• Description of the task: Render the lines running from the start of the records through the line holding "What to detect: banana-like leaf", both ends included, as a Markdown table with columns Row and Line, leaving out blank lines.

Excerpts of labeled region data:
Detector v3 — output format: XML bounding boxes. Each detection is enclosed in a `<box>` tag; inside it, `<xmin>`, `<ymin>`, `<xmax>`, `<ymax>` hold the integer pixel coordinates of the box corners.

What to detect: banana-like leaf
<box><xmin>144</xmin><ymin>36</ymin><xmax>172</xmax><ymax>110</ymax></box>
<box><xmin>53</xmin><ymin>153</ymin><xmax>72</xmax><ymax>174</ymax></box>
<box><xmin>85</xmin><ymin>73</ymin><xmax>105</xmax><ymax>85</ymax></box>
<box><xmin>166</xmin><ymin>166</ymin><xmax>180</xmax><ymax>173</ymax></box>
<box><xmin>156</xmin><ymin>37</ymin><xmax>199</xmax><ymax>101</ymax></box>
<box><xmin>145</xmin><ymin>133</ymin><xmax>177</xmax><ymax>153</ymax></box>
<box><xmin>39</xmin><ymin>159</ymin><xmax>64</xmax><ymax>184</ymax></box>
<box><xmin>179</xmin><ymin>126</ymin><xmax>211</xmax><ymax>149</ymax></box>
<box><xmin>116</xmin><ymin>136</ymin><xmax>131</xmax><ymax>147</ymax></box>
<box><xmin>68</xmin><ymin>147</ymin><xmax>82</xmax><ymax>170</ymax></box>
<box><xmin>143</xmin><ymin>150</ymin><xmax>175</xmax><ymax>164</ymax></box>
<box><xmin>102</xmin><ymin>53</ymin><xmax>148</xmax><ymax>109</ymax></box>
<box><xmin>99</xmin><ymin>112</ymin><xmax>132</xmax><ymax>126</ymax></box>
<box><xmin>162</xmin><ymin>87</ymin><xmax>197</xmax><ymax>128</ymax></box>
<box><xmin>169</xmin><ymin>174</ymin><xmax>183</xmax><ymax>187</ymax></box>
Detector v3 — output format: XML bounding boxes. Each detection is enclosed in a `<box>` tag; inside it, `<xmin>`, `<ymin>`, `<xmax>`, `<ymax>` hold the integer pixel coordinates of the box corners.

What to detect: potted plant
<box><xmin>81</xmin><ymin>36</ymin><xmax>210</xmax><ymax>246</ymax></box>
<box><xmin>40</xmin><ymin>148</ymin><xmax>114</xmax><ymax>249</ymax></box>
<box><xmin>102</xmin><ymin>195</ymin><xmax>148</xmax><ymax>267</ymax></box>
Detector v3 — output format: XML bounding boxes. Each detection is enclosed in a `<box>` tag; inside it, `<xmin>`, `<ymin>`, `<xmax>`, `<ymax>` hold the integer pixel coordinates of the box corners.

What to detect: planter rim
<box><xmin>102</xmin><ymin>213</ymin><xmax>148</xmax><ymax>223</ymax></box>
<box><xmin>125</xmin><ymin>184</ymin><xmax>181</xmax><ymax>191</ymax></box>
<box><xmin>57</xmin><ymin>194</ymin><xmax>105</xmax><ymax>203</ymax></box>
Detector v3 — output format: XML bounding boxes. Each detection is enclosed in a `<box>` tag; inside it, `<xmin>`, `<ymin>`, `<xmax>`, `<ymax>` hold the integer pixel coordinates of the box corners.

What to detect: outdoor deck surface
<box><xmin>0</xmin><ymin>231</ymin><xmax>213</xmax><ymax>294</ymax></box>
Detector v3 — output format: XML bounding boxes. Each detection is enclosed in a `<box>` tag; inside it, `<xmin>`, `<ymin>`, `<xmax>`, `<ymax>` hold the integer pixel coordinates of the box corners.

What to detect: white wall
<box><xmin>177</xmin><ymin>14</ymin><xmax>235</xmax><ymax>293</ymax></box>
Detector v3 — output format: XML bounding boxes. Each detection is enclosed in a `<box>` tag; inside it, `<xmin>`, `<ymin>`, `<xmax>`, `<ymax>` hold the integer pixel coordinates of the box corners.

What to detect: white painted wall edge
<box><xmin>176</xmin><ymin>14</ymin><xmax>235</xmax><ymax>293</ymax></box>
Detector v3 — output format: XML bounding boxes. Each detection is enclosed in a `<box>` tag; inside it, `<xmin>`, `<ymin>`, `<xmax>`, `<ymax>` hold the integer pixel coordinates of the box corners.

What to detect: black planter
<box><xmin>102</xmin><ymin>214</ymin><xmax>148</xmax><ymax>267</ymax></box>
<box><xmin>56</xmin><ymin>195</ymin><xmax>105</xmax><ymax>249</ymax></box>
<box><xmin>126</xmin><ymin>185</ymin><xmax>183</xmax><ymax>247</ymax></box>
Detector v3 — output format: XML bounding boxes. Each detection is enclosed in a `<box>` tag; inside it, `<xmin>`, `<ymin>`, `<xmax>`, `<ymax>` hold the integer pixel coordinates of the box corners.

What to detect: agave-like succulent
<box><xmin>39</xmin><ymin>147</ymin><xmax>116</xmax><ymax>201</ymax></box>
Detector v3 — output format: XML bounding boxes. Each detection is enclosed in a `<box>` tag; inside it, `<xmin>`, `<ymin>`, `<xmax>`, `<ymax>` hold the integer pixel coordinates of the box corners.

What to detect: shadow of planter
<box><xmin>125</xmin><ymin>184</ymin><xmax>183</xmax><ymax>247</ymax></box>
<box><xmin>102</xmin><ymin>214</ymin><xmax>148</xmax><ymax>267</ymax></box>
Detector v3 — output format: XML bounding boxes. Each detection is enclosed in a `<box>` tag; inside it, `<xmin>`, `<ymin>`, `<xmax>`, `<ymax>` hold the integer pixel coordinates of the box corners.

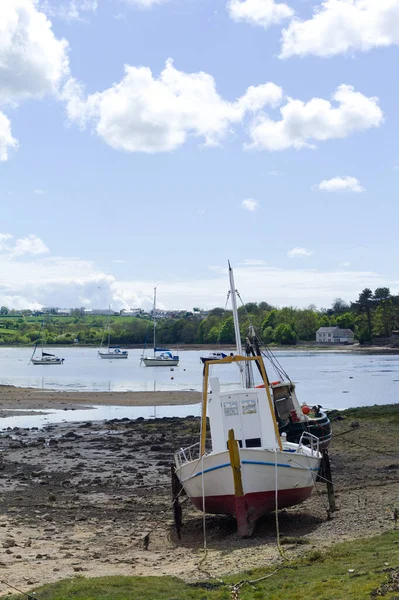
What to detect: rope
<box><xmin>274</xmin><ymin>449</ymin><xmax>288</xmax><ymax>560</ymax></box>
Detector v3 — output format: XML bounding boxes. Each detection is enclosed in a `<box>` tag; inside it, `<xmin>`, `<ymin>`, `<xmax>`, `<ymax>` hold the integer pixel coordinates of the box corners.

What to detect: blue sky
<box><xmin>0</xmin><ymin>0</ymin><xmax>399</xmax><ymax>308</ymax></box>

• Exercise solution:
| Row | Line |
|---|---|
| 1 | Detector v3 — output format: XML bounding boxes. Each detection is enclosed in a `<box>` tag; inside it, `<xmin>`, `<ymin>`, `<xmax>`, `<ymax>` hold the integer pixel coordinates of the box corners. |
| 2 | What to detect: banana-like leaf |